• **What needs to be done**: Rewrite the data below, switching every "Tag" to "Mark" and leaving everything else unchanged.

• **Records for processing**:
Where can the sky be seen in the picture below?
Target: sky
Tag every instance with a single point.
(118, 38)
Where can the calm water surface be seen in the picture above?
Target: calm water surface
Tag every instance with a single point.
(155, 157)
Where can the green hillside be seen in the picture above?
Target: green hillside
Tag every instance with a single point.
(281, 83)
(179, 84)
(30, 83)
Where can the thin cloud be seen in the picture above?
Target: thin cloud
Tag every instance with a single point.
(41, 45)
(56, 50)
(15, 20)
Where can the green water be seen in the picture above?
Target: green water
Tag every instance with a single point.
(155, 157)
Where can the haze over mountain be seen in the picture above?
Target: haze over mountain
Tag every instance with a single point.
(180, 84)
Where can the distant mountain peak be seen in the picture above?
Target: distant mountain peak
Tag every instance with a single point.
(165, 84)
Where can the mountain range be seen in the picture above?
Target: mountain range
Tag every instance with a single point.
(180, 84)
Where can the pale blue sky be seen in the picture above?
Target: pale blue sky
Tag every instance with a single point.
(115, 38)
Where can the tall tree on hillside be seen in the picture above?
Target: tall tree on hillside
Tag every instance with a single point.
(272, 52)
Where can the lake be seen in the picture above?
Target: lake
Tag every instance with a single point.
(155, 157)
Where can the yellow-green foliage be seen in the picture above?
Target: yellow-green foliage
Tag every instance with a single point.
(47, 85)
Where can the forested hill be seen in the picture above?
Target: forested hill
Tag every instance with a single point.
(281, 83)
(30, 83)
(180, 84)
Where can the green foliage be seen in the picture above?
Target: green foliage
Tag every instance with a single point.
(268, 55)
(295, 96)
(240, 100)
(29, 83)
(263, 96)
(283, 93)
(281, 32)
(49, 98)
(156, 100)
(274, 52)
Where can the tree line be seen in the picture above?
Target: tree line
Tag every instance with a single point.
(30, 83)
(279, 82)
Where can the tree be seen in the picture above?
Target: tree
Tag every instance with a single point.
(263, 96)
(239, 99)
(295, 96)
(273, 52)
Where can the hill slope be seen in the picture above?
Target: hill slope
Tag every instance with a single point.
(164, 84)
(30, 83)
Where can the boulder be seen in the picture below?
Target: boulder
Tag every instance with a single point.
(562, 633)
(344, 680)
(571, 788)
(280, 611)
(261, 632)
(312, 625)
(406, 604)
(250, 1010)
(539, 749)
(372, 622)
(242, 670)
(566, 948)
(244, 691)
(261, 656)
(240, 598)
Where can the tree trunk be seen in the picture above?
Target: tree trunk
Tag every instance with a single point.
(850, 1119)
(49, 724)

• **Solution**:
Where can the sky be seen in the picture below?
Target: sky
Mark every instance with a single point.
(118, 38)
Where can the calm water surface be seen in the picture above?
Target: calm water surface
Mark every instance with a single point.
(155, 157)
Where can the green hillside be seen in the picture above?
Target: green hillside
Mark every instance with a single point.
(281, 83)
(179, 84)
(30, 83)
Where can the thin cloud be seen in the picture above?
Target: thin cloud
Mark every instance with a single point.
(41, 45)
(56, 50)
(15, 20)
Where can the green water be seen in the picture above?
Target: green water
Mark every instance with a single point.
(155, 157)
Where can the haze over mountain be seen in the picture above?
Target: haze over mountain
Mark every instance with a single point.
(180, 84)
Where can the distant mountain peak be seen in the picture above?
Target: distant mountain peak
Mark every instance with a single point.
(165, 84)
Where can the mountain range be seen in the picture above?
Target: mountain range
Mark every instance with a single point.
(180, 84)
Where can the pale blue sky be seen in the picture above?
Target: pale blue sky
Mark every instance with a single point.
(115, 38)
Where can the tall tree on hillside be seen in the picture above?
Target: tall tree on hillside
Mark every instance with a single point.
(272, 52)
Where can the lake be seen in the picture above?
Target: lake
Mark every instance with a single point.
(155, 157)
Where can the yellow-green foliage be seen in the picture above?
Target: yellow-green foliage
Mark every instance with a single point.
(47, 85)
Where can the forested hill be seen in the picture above?
Target: forested hill
Mark every instance with a single point.
(281, 83)
(30, 83)
(180, 84)
Where can the green foliage be seen in the picture above?
Target: green foliage
Mark every instance with a single point.
(268, 55)
(295, 96)
(240, 100)
(29, 83)
(263, 96)
(283, 93)
(281, 32)
(49, 98)
(156, 100)
(274, 52)
Where can the tree line be seen in the picture above?
Target: tree line
Mark every instance with a single point.
(30, 83)
(279, 82)
Where can the tree be seen in the picture above?
Target: tree
Mark every instance with a single point.
(263, 96)
(239, 99)
(295, 96)
(273, 52)
Where can the hill slope be seen in the picture above?
Target: hill slope
Mark every instance with a single point.
(164, 84)
(30, 83)
Where can the boulder be seen in the picture below?
Target: boulder
Mark every instance with a single point.
(562, 633)
(344, 680)
(571, 788)
(280, 611)
(261, 632)
(312, 625)
(406, 604)
(250, 1010)
(539, 749)
(372, 622)
(242, 670)
(566, 948)
(244, 691)
(261, 656)
(240, 598)
Where can the tree trunk be seen in the picture above?
Target: tree trunk
Mark every instance with a single point.
(850, 1119)
(49, 724)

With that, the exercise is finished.